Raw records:

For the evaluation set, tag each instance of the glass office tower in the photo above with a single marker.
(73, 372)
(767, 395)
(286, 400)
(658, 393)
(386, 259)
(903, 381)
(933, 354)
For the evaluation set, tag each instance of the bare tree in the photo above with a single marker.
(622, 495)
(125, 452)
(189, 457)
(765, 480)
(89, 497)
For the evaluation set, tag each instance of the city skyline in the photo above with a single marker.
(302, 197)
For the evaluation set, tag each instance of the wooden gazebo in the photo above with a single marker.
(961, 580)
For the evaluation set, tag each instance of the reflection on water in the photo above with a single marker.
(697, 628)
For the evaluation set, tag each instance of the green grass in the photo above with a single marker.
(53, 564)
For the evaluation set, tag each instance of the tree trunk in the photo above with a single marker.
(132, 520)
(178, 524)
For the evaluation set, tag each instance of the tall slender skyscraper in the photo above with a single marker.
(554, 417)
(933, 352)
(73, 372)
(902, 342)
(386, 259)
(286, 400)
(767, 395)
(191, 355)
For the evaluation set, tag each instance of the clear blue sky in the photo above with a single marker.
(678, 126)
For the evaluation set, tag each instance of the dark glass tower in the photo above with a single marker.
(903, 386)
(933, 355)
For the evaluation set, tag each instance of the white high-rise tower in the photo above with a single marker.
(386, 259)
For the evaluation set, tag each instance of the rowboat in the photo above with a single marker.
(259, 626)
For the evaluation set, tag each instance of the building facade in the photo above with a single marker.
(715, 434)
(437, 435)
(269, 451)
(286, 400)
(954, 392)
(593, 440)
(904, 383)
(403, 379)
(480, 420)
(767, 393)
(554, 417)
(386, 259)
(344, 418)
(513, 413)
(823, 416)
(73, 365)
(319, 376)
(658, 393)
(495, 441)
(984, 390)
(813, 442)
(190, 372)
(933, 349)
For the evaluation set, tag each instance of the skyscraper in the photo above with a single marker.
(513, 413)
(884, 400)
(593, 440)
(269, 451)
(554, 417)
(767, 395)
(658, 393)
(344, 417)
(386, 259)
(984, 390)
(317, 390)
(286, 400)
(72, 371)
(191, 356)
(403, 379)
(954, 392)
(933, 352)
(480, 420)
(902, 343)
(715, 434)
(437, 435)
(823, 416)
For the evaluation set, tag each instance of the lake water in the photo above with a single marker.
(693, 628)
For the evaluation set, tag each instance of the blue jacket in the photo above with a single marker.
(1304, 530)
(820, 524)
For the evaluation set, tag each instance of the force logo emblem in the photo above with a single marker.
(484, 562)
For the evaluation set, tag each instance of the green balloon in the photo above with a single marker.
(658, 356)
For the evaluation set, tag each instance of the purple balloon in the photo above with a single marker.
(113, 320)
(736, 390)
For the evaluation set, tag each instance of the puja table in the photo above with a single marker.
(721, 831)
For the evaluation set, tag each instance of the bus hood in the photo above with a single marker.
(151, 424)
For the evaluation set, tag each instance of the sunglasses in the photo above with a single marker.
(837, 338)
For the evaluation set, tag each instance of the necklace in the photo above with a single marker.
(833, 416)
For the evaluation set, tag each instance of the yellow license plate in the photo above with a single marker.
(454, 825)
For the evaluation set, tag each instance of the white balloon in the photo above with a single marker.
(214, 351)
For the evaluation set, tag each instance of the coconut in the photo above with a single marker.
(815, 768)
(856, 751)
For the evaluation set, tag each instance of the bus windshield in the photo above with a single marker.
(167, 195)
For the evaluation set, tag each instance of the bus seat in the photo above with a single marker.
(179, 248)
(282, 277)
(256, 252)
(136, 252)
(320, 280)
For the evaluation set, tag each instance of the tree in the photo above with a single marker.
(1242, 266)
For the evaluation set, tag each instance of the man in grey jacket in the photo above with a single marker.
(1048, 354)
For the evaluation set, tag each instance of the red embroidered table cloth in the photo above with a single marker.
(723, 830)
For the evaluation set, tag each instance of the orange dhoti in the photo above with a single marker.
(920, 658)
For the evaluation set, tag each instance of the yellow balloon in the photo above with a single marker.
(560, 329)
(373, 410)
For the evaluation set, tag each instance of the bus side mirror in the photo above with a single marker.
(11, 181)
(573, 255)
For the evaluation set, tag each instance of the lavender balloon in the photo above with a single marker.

### What you should do:
Please arrange all the records above as a numbered list, leaving out any blank lines.

### Solution for this exercise:
1. For the evaluation set, tag each instance of the glass office tower in the photo above with a single marker.
2. (73, 372)
3. (767, 395)
4. (286, 400)
5. (658, 393)
6. (386, 259)
7. (903, 381)
8. (933, 354)
9. For the evaluation set, tag each instance of the bare tree in the photo above with a single marker.
10. (622, 495)
11. (125, 452)
12. (189, 457)
13. (765, 480)
14. (89, 497)
15. For the evaluation set, tag each instance of the city skyline in the photo above with a single marker.
16. (302, 197)
17. For the evaluation set, tag each instance of the wooden gazebo in the photo above with a single marker.
18. (961, 580)
19. For the evaluation set, tag each instance of the reflection on water in the photo above with a single marker.
20. (697, 628)
21. For the evaluation set, tag each instance of the green grass in the photo above with a single marker.
22. (53, 564)
23. For the evaluation set, tag each instance of the tree trunk in the photo above with a single marker.
24. (132, 520)
25. (178, 524)
26. For the evaluation set, tag each instance of the tall slender skyscraper in the photo above with a single marker.
27. (554, 417)
28. (933, 352)
29. (73, 372)
30. (902, 342)
31. (386, 259)
32. (286, 400)
33. (767, 395)
34. (191, 355)
35. For the evaluation set, tag each instance of the clear blue sky in the photo above with a single marker.
36. (678, 126)
37. For the evaluation set, tag each instance of the dark glass tower in the photo above with a single marker.
38. (903, 386)
39. (933, 355)
40. For the evaluation set, tag each instance of the white high-rise tower in the photo above with a single marker.
41. (386, 259)
42. For the evaluation set, tag each instance of the rowboat in the photo above with a single marker.
43. (259, 626)
44. For the evaluation set, tag each instance of the building facade in the photo above with a single marker.
45. (715, 434)
46. (437, 435)
47. (269, 451)
48. (286, 400)
49. (954, 392)
50. (593, 440)
51. (904, 383)
52. (403, 379)
53. (480, 420)
54. (767, 393)
55. (554, 417)
56. (386, 259)
57. (344, 418)
58. (513, 413)
59. (823, 416)
60. (73, 365)
61. (319, 376)
62. (658, 393)
63. (495, 441)
64. (984, 390)
65. (813, 442)
66. (190, 372)
67. (933, 349)
68. For the evaluation set, tag each instance of the skyscraper in the photo above with a single marker.
69. (513, 413)
70. (884, 400)
71. (593, 440)
72. (269, 451)
73. (554, 417)
74. (767, 395)
75. (658, 393)
76. (344, 417)
77. (386, 259)
78. (984, 390)
79. (317, 390)
80. (286, 400)
81. (72, 371)
82. (191, 356)
83. (403, 379)
84. (954, 392)
85. (933, 352)
86. (480, 420)
87. (902, 343)
88. (715, 434)
89. (437, 435)
90. (823, 416)
91. For the evaluation set, tag each instance of the lake water in the photo above with a single marker.
92. (693, 628)
93. For the evaluation set, tag each instance of the blue jacket in the photo above with a single marker.
94. (1304, 530)
95. (820, 524)
96. For the evaluation set, tag each instance of the force logo emblem in the photo above with a single marker.
97. (484, 562)
98. For the evaluation set, tag each instance of the green balloon in the photo above with a single marker.
99. (658, 356)
100. For the evaluation set, tag each instance of the purple balloon in the photo above with a single marker.
101. (113, 320)
102. (736, 390)
103. For the evaluation set, tag each instance of the puja table in the photo above with a single marker.
104. (721, 831)
105. For the evaluation set, tag each instance of the bus hood in the photo above with a single marker.
106. (151, 424)
107. For the evaluation set, tag each instance of the sunglasses in the photo above with a single marker.
108. (837, 338)
109. For the evaluation set, tag each instance of the necklace in the photo above with a single marker.
110. (833, 416)
111. For the evaluation set, tag each instance of the yellow license plate in the photo above with a single marker.
112. (454, 825)
113. For the evaluation set, tag each instance of the white balloon in the photo above with a single marker.
114. (214, 351)
115. For the evaluation set, tag each instance of the coconut in the photo above with a single marker.
116. (815, 768)
117. (856, 751)
118. For the evaluation set, tag each instance of the bus windshield in the photo above with a single marker.
119. (167, 195)
120. For the evaluation set, tag each instance of the bus seat in the photo above with a single marker.
121. (179, 248)
122. (282, 277)
123. (256, 252)
124. (136, 252)
125. (320, 280)
126. For the evaluation set, tag each instance of the tree in the photo above with a single marker.
127. (1242, 266)
128. For the evaluation set, tag each instance of the man in grey jacket in the photo above with a single marker.
129. (1048, 354)
130. For the evaluation set, tag each instance of the red embroidered table cloth in the photo above with a single marker.
131. (723, 830)
132. For the evaluation set, tag each instance of the orange dhoti in the photo above with a single marker.
133. (920, 658)
134. For the evaluation set, tag each instance of the yellow balloon in the photo above with a single marker.
135. (560, 329)
136. (373, 410)
137. For the evaluation set, tag each instance of the bus side mirror in the photo above with a single marker.
138. (11, 181)
139. (573, 255)
140. For the evaluation set, tag each instance of the lavender balloon in the photo above with a single marker.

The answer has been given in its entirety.